BEGIN EXCERPT PROVIDED

Skip to main content

Moderation

To ensure a safe and respectful conversation environment, it's essential to have robust moderation features in place.

This is where the Moderation comes into play.

The Moderation feature in ChatGPT provides a powerful tool for moderating user messages.

It can identify and filter out offensive or inappropriate content, ensuring that your chatbot maintains a respectful, safe, and productive conversation environment.

info

Moderation feature is available only in the Pro plan.

Moderation feature classifies the following categories:

CATEGORYDESCRIPTION
hateContent that expresses, incites, or promotes hate based on race, gender, ethnicity, religion, nationality, sexual orientation, disability status, or caste.
hate/threateningHateful content that also includes violence or serious harm towards the targeted group.
self-harmContent that promotes, encourages, or depicts acts of self-harm, such as suicide, cutting, and eating disorders.
sexualContent meant to arouse sexual excitement, such as the description of sexual activity, or that promotes sexual services (excluding sex education and wellness).
sexual/minorsSexual content that includes an individual who is under 18 years old.
violenceContent that promotes or glorifies violence or celebrates the suffering or humiliation of others.
violence/graphicViolent content that depicts death, violence, or serious physical injury in extreme graphic detail.

END EXCERPT PROVIDED
BEGIN ENTRIES SHOWN

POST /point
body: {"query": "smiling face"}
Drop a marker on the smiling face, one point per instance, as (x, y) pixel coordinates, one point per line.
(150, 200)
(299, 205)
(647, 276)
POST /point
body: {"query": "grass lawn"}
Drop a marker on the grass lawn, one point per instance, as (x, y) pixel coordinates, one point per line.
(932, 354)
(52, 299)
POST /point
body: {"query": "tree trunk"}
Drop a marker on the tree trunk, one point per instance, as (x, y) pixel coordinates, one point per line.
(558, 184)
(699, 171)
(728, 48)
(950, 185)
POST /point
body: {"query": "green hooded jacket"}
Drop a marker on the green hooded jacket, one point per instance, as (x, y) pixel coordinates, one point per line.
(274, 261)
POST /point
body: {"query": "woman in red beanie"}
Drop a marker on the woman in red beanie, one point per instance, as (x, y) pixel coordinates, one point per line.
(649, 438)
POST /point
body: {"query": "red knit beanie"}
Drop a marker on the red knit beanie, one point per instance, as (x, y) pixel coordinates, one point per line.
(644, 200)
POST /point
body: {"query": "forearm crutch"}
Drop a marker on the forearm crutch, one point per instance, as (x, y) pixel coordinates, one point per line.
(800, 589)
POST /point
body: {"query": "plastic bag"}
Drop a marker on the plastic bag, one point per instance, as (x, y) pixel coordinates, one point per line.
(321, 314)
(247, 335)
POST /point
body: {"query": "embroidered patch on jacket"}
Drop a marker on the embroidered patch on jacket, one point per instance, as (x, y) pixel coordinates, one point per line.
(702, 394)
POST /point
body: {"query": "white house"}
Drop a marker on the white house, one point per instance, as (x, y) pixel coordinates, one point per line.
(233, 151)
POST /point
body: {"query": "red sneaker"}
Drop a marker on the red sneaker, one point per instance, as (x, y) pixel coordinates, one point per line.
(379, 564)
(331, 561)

END ENTRIES SHOWN

- TASKS TO COMPLETE -
1. List every category that the moderation page says the Moderation feature classifies.
2. Write the next part of the moderation page, picking up after its last sentence.

- ANSWERS IN ORDER -
1.
hate
hate/threatening
self-harm
sexual
sexual/minors
violence
violence/graphic

2.
Benefits

  • Improved User Experience: By ensuring that all interactions are respectful and positive, you can provide a better user experience, which can lead to increased customer satisfaction and loyalty.
  • Automated Content Moderation: The feature uses OpenAI's cutting-edge models to automatically moderate content, relieving you from the need to manually monitor and manage inappropriate user inputs.
  • Customizable Response: You can customize the message that users receive when their content is flagged, allowing you to tailor your brand's communication style.
  • Flexible Model Selection: Choose between the 'text-moderation-stable' and 'text-moderation-latest' models based on your needs. The latter ensures you're always using the most accurate and up-to-date model.
  • Compliance With Policies: By filtering out content that doesn't comply with OpenAI's usage policies, you can ensure the respect and safety of all users.
  • Transparency and Control: The feature provides a log of all moderated content, giving you transparency and control over the chatbot's interactions.

By enabling the Moderation feature, you can make your ChatGPT a safer, more respectful, and user-friendly tool for your customers or audience.

Enabling Moderation

This guide will walk you through the steps to enable and configure the Moderation feature in your chatbot.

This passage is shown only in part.